> **EXERCISE**: Give back every record below precisely as written.

> **SOURCE RECORDS**:
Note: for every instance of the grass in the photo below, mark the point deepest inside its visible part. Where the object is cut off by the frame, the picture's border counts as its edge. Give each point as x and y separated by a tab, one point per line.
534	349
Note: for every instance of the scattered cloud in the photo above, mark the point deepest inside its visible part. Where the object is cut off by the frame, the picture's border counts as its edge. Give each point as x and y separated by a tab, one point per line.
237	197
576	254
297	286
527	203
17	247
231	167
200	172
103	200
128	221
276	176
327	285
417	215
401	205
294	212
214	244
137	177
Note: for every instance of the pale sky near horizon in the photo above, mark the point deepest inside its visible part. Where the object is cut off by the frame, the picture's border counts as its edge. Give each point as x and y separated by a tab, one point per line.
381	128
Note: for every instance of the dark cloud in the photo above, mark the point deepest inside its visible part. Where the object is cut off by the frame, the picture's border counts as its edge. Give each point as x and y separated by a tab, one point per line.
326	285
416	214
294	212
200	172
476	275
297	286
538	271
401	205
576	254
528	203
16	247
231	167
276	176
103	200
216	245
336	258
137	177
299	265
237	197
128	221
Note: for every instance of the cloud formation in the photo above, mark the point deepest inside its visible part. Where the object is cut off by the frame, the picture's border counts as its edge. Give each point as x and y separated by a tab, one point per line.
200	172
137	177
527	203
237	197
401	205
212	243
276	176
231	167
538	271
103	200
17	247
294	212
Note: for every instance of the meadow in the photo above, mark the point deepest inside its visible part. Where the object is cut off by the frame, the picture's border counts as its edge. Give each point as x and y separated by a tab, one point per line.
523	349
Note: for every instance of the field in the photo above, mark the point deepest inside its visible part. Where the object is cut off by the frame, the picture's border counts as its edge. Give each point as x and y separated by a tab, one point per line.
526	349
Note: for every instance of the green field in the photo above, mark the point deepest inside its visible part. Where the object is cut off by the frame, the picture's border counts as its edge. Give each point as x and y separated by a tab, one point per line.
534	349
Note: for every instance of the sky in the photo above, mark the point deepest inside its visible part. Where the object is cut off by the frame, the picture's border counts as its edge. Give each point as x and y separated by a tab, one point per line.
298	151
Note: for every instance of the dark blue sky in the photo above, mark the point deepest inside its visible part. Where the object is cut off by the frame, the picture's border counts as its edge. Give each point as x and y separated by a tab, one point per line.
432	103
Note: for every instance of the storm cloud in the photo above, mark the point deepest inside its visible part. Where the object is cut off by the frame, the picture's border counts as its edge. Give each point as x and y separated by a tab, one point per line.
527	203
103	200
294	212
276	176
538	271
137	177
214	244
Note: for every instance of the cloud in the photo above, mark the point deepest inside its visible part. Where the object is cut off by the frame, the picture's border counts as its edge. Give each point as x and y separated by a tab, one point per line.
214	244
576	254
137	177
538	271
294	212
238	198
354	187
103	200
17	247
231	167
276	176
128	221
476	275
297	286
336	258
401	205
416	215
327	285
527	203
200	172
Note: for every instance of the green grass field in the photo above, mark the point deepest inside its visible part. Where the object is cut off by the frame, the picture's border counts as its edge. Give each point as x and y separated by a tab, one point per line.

> **EXPECTED ANSWER**:
Note: for every instance of the grass in the photo below, mark the point deepest inside its visible part. Where the object is cut off by the frame, the picture's border counts as its edge. Give each point as x and y separated by a tab, one point per line.
534	349
Note: for every instance of the scattered cloud in the photo above, mark the point deepest inside its visible part. Where the object is cut off by the frame, the picture's border counts as its edge. Give each point as x and y separated by a tab, one point per line.
237	197
576	254
297	286
527	203
17	247
231	167
200	172
103	200
128	221
276	176
327	285
417	215
401	205
294	212
214	244
137	177
Note: for every instance of the pale sky near horizon in the photo above, mark the point deepest inside its visible part. Where the object is cut off by the frame, the picture's border counts as its edge. Give each point as x and y separated by a tab, one point per line.
381	128
Note: for every instance of the dark cloud in the photo above, mark the point deepest inside its visible part. Where the object is cut off by the frame, the picture's border counts as its edge. Give each point as x and y separated by a tab, one point per line.
326	285
416	214
294	212
200	172
476	275
297	286
538	271
401	205
576	254
528	203
16	247
231	167
276	176
103	200
216	245
336	258
137	177
299	265
237	197
128	221
Note: for every instance of the cloud formation in the photo above, mark the point deepest inside its visible part. Where the object is cut off by the frame, the picture's border counts as its edge. Give each point as x and y separated by a tab, one point per line.
200	172
137	177
527	203
237	197
401	205
212	243
276	176
231	167
538	271
103	200
17	247
294	212
Note: for every instance of the meadow in the photo above, mark the point deepest inside its visible part. Where the object is cut off by the frame, the picture's border counts as its edge. Give each point as x and y separated by a tab, one point per line.
523	349
Note: for every instance of the field in the photo above, mark the point deepest inside its visible part. Where the object is cut off by the frame, the picture's border counts as its edge. Give each point as x and y separated by a tab, one point per line.
526	349
Note: for every instance of the green field in the photo above, mark the point deepest inside its visible part. Where the object is cut off by the frame, the picture's border counts as its edge. Give each point as x and y separated by a tab, one point per line.
534	349
Note: for every instance of the sky in the photo above, mark the point deepest inside its visible part. Where the object is cut off by the frame, the picture's border counts as its edge. Give each point as x and y separated by a tab, one point per line.
298	151
Note: for every instance of the dark blue sky in the photo above, mark the point deepest inside its visible part. Where the object is cut off by the frame, the picture's border counts as its edge. Give each point as x and y separated by a tab, one point per line.
432	103
Note: for every instance of the storm cloud in the photo above, mark the point deepest inside its visible part. Where the object is cut off by the frame, the picture's border counts as its edge. Give each point as x and y separated by a tab, one point per line.
527	203
103	200
294	212
276	176
538	271
137	177
214	244
Note: for every instance of the cloud in the photo above, mark the point deepest inside its visible part. Where the object is cut off by the frame, the picture's border counts as its edge. Give each point as x and y separated by a tab, one point per line.
214	244
576	254
137	177
538	271
294	212
238	198
354	187
103	200
17	247
231	167
276	176
128	221
476	275
297	286
336	258
401	205
416	215
327	285
527	203
200	172
Note: for every instance of the green grass field in the photo above, mark the point deepest inside its visible part. Where the object is cut off by the frame, the picture's border counts as its edge. Give each point as x and y separated by a tab, one point per line.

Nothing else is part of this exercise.